** Extracted data entries **

----

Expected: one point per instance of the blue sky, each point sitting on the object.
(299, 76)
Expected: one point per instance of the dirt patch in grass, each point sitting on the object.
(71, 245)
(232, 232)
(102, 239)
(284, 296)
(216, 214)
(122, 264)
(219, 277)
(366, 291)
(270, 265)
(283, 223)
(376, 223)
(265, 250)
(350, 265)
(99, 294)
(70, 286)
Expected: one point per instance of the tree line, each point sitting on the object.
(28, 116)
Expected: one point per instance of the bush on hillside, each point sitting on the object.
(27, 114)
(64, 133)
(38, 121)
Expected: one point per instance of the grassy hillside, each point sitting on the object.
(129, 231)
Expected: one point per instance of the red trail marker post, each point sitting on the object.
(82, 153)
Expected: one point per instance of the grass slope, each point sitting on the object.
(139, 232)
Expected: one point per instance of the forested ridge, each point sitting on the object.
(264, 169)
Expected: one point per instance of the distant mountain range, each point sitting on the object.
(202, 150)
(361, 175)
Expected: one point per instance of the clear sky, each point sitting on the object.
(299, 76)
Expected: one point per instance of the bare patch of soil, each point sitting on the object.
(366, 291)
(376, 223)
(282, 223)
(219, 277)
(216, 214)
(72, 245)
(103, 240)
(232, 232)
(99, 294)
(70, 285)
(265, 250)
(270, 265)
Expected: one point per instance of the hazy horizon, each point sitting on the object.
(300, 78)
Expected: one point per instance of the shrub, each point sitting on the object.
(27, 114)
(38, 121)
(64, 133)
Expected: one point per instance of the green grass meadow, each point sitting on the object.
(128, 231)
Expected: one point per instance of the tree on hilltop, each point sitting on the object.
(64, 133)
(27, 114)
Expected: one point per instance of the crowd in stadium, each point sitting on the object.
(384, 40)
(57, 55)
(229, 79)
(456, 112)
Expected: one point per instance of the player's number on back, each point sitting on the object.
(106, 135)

----

** PROMPT **
Reproduce every one of the entries above word for word, leaving each line unchanged.

** ANSWER TO THIS PROBLEM **
Expected: one point per instance of the blue sky, each point sitting on the object.
(299, 76)
Expected: one point per instance of the dirt patch in grass, each point sitting on the object.
(71, 245)
(232, 232)
(102, 239)
(284, 296)
(216, 214)
(122, 264)
(219, 277)
(366, 291)
(270, 265)
(283, 223)
(376, 223)
(265, 250)
(350, 265)
(99, 294)
(70, 286)
Expected: one point per instance of the tree line, each point sitting on the object.
(28, 116)
Expected: one point per instance of the bush on hillside, each point sitting on the object.
(27, 114)
(64, 133)
(38, 121)
Expected: one point per instance of the grassy hillside, each point sitting on the object.
(129, 231)
Expected: one point per instance of the red trail marker post, each point sitting on the object.
(82, 153)
Expected: one point per instance of the grass slope, each point sitting on the object.
(139, 232)
Expected: one point per instance of the forested ridge, each point sitting on the object.
(264, 169)
Expected: one point per instance of the distant mountain range, each point sitting on the object.
(202, 150)
(361, 175)
Expected: one point per instance of the clear sky, each point sitting on the object.
(299, 76)
Expected: one point per instance of the bare patch of soil, each point sitting on the object.
(366, 291)
(376, 223)
(282, 223)
(219, 277)
(216, 214)
(72, 245)
(103, 240)
(232, 232)
(99, 294)
(70, 285)
(265, 250)
(270, 265)
Expected: one point per instance of the hazy horizon, each point sitting on the object.
(300, 78)
Expected: one point per instance of the shrub, each point sitting on the object.
(27, 114)
(38, 121)
(64, 133)
Expected: one point per instance of the green grass meadow, each point sitting on the object.
(128, 231)
Expected: one point per instance of the tree on hilltop, each point sitting on the object.
(64, 133)
(27, 114)
Expected: one point per instance of the crowd in stadium, each point sitting on the object.
(384, 40)
(57, 55)
(229, 79)
(456, 112)
Expected: one point per instance of the player's number on back, each point sitting on the object.
(106, 135)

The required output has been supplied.